**Page excerpt:**
§ §

I have AdGuard Home but one of my spouse’s streaming services wouldn’t work. “There was a problem.” Gee thanks. Eventually figured out that I had to unblock a few hosts so it would work. Only found which ones by googling and finding some other poor soul who fixed it and documented it.
It's been years since I've significantly used Apple software, but when I had to use a Mac at work, or helped friends or family troubleshoot some problem on Mac OS, I had a similar experience. When things don't "just work", it was very difficult to figure out why it didn't work.
Apple is all about walled-off, locked-down, black box, just-works (when it does) etc. It's supposed to seem like magic. You're not supposed to tinker with magic, it makes it pedestrian. Apple as a brand is a lifestyle, a feeling. The slick, polished brand. Remember "I'm a Mac, and I'm a PC"? PC is where you tinker, and there is screws and nuts and bolts and jargon and troubleshooting etc. In Apple land, you just take it to a slick genius bar and they do their magic. Or you just buy a new one.
As a European I'm always baffled how Apple got so much market share among the actual techies and power users in the US. You do it to yourself by buying this stuff. It's for people who don't want to spend one second thinking about actual technical issues.
But paint the nerds who like MacOS and the wonderful third-party app ecosystem of developers who care about fit and finish as a bunch of mindless rubes if it makes you feel better.
When I view the logs on my Apple systems they make sense to me. One does have to understand the logs which implies understanding the system under diagnosis.
iPads are a completely different world and really feel not just restrictive but the whole ecosystem constantly tries to push you towards subscriptions for everything, including the OS which conveniently offers the only sane backup solution that can cover all apps. It incentivises content consumption and giving up control over one's data. Not my cup of tea.
Linux, historically, was terrible and then some; lots of us simply want to get on with life and not dork with the OS every day. If you didn't want to use Windows at your day job, that left OS X.
And, for a while, Apple hardware was quite nice. For a remarkably long time, you could get way cheaper high resolution laptop displays than the competition. The trackpads have always been far superior on Apple than Linux. And then the M-series came along and was also quite nice.
However, over time Linux has gotten better so it's now functional as a daily driver and reasonably reliable. And macOS has deteriorated until it's now probably below Linux in terms of reliability.
So, here we are. macOS and Windows do seem to be losing share to Linux, but only Linux cares. At this point, desktop/laptop revenue is dwarfed by everything else at both Microsoft and Apple.
Meanwhile, I'm baffled why any techie would voluntarily use an OS that force-enables telemetry and advertising. The fight for privacy and ad-free experiences is hard enough without your OS fundamentally working against you.
https://sneak.berlin/20210202/macos-11.2-network-privacy/
None of this able to be turned off, the boot volume is read-only. Can only be deactivated by jumping through hoops.
It's almost as if they demand the data, and won't be denied it.
Somehow angry Europeans (at least in this thread) are running into the embrace of Windows as the defender of the tinkerers. Certainly not in n my bingo card.
I know exactly how this happened, I was there. It filled a gap for a practical desktop UNIX when none existed.
In the old days, there many flavors of proprietary UNIX, like Solaris, IRIX, HPUX, AIX, et al plus a few open source versions like FreeBSD and early Linux. The early Internet was a purely UNIX world (still mostly is) but UNIX was a fragmented market of dozens of marginally interoperable OS.

§ §

**Material provided:**
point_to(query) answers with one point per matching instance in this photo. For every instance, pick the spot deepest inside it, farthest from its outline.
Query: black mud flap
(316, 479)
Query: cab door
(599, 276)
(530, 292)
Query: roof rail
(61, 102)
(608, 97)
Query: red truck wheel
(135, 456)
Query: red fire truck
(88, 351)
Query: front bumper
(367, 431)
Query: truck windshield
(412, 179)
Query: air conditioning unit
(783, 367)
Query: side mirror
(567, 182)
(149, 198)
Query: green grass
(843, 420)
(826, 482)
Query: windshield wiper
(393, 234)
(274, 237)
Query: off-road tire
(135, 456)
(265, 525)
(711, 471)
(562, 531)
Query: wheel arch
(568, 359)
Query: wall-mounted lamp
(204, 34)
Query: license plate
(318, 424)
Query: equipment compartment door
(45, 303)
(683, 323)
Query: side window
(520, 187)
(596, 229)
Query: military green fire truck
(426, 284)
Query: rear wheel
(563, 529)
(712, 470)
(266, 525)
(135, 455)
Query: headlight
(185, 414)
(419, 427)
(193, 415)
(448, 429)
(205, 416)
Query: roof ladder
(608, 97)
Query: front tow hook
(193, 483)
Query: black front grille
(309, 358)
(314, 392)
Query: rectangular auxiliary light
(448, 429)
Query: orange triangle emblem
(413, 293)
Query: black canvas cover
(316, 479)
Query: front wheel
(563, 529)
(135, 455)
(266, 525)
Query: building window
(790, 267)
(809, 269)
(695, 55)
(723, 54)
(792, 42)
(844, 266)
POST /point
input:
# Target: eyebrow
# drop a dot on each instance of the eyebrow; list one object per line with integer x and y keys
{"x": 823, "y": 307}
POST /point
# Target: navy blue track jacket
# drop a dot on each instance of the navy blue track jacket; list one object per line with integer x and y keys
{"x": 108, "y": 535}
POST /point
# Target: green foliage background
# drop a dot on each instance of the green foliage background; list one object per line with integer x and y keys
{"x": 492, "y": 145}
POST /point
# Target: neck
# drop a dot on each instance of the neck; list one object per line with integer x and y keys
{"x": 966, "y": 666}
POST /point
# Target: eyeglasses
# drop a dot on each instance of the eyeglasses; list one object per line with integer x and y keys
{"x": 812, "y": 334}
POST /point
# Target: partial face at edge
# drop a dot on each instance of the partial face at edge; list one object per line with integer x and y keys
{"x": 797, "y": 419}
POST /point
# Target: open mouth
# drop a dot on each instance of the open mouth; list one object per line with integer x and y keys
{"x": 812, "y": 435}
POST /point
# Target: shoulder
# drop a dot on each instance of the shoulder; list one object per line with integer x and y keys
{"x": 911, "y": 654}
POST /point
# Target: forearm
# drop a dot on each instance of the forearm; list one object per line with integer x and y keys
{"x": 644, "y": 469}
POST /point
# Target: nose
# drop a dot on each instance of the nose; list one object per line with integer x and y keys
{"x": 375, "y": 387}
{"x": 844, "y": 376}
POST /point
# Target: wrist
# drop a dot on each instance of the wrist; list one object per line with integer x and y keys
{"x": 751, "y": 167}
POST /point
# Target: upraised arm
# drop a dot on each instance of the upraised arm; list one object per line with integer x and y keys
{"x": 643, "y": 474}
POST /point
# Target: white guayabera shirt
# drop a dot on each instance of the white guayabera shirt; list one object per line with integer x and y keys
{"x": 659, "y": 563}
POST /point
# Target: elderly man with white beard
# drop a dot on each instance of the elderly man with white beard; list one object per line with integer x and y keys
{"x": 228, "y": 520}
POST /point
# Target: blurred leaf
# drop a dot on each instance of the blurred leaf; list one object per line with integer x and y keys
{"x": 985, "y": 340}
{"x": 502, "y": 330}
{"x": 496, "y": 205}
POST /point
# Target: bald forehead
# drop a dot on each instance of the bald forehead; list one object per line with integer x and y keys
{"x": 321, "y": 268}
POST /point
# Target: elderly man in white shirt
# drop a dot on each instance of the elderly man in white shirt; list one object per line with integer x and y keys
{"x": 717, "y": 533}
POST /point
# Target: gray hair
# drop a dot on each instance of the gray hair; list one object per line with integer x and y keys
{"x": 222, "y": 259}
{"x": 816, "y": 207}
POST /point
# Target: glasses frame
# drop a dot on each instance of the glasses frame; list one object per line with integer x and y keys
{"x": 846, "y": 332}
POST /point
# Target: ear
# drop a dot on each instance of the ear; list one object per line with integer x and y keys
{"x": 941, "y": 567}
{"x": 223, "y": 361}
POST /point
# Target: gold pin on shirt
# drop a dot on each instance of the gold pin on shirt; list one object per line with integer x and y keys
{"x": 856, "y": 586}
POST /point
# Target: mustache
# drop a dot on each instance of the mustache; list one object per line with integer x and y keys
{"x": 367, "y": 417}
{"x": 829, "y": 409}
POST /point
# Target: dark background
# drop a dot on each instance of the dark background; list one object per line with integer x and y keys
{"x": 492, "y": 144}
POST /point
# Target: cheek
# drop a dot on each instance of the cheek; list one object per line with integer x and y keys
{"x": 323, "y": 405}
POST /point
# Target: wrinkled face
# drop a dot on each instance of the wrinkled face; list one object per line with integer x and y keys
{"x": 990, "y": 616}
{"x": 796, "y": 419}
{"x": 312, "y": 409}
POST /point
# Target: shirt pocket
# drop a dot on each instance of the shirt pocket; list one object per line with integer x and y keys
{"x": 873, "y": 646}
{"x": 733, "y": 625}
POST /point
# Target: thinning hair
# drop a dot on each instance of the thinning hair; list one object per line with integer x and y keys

§ §

**Task requirements:**
(a) In two sentences, please summarize the forum thread about Apple and macOS.
(b) Pick up the forum thread about Apple and macOS after its final sentence and keep it going.
The listing comes from a different source than the thread.

**Answers for the tasks:**
(a) Commenters in the thread argue over why techies use Apple systems: some call Apple a locked-down black box that is hard to troubleshoot, while others say its logs make sense and its third-party apps show care for fit and finish. Others explain that the Mac filled a gap for a practical desktop UNIX when Linux was terrible, add that Linux has since improved while macOS has declined in reliability, and criticize macOS for force-enabling telemetry and advertising.

(b)
During the dotcom boom, Solaris on Sparc became the gold standard for large servers. These are very expensive machines and not particularly user friendly. If you were a dev in those days, you were either using some type of Sparc workstation or FreeBSD or Linux (which wasn’t very good in those days). You wanted your desktop environment to be UNIX-ish but the good + cheap options were limited. Linux became better on the server and started to displace FreeBSD there but was still very limited as a desktop OS. Linux was much worse than Windows NT on the desktop at the time but Windows NT wasn’t UNIX.
MacOS X came along and offered UNIX on the desktop with a far better experience than Linux (or any other UNIX) on the desktop, and much cheaper than a Solaris workstation. It filled a clear gap in the market, and so Silicon Valley moved from a mix of Solaris and Linux desktops for development to MacOS X desktops, which were better in almost every way for the average dev. It was UNIX and it ran normal business applications like Microsoft Office.
MacOS X was a weaker UNIX than many of the other UNIX OS but it offered a desktop that didn’t suck and it was cheap. For someone that had been using Linux or Solaris at the time, which many devs were, it was a massive upgrade.
MacOS still kind of sucks as a UNIX but that’s okay because we don’t use it as a server. Silicon Valley needed a competent UNIX desktop that didn’t cost a fortune and Apple delivered.
Apple is just a remote UNIX system for manipulating the other UNIX systems your code actually runs one.
Why only the US? I'm in Europe and I've switched from Linux to Mac OS as my daily driver when I got tired of waiting for the mythical "linux on the desktop year".
Note that a good part of my career involves arm linuxes for industrial applications so I never actually stopped using linux if i was paid for it.
Mac OS is indeed becoming more and more annoying, but then so is desktop Ubuntu. And Windows is out of the question. I know firsthand, I have a contract for a windows application right now.
If Apple management continues to not take their dried frog pills as prescribed, I will eventually switch back to Linux, but for the desktop I'll probably have to check out some more niche distributions, or at least Debian.
And even then I'll probably keep the macbook pro and switch to Linux only on the desktop machines.
I don't know. There's a lot of friction like gnome hiding or removing configuration options, kde becoming a third class citizen, different packaging systems every 2 years... app stores being pushed instead of apt-get install...
The command line and server side stuff is fine of course, I wouldn't dream of running anything but linux for that.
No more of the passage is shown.